__RECORDS PROVIDED__

-=-=-

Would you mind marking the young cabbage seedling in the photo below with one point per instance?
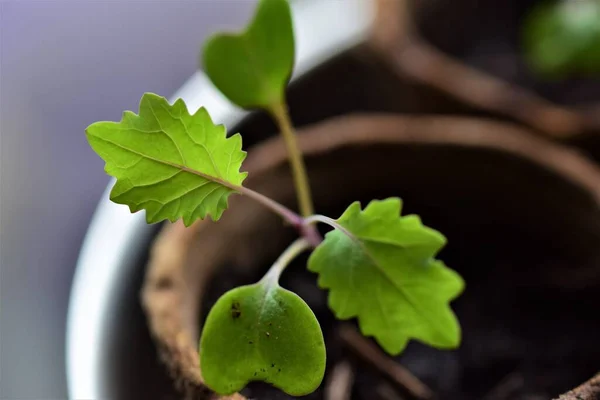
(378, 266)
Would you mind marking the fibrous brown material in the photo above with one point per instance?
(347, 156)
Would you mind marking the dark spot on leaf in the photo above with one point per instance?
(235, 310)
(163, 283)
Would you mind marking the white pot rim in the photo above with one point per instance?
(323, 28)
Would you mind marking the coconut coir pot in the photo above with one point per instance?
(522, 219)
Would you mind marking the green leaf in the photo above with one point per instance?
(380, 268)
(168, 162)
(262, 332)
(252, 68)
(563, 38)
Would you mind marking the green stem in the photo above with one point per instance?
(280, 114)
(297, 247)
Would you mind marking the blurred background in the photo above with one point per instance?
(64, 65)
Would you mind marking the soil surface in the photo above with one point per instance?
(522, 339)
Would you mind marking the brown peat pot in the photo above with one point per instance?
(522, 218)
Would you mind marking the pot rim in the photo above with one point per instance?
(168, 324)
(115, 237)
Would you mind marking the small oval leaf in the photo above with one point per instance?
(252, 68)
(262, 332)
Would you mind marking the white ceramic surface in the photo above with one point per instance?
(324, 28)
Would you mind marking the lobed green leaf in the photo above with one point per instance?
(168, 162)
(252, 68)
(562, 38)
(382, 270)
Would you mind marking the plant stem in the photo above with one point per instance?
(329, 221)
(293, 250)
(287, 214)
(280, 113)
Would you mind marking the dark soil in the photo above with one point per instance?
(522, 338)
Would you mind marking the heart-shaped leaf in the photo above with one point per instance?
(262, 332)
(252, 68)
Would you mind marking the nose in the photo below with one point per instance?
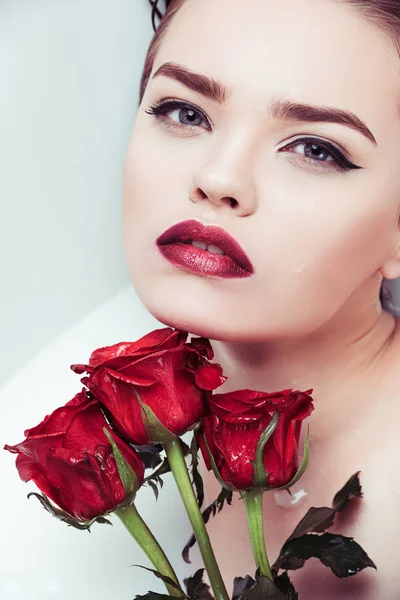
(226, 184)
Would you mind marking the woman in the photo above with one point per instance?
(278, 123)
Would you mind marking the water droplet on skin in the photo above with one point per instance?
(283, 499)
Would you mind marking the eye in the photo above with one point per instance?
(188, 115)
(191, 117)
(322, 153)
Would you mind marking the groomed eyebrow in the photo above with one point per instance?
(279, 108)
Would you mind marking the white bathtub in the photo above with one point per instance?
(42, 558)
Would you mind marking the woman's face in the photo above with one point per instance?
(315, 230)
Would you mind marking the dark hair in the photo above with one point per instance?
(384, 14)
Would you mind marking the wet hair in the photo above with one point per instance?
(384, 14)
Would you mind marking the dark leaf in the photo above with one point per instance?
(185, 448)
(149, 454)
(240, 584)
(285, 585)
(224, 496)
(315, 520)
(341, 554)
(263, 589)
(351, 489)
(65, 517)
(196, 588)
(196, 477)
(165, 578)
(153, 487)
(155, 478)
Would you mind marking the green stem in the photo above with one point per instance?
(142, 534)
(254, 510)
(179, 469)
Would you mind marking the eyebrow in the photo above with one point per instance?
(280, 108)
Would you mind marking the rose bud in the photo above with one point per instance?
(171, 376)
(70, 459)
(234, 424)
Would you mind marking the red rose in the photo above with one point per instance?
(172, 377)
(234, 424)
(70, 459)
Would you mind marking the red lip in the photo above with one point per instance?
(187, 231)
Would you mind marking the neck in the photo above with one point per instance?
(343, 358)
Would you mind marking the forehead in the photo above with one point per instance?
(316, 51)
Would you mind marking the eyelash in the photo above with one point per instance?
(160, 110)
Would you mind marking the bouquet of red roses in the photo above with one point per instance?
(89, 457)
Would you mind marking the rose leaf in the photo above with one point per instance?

-=-=-

__WHAT TO DO__
Write out, word for word, the lines of the items above from the line that contains "Would you mind marking the bouquet" through the last line of the items, keeping both of those lines.

__SOLVED EXERCISE__
Would you mind marking the bouquet of red roses in the photo above with one point per instance?
(89, 457)
Would you mind marking the rose leaf in the photo above with one point per instance?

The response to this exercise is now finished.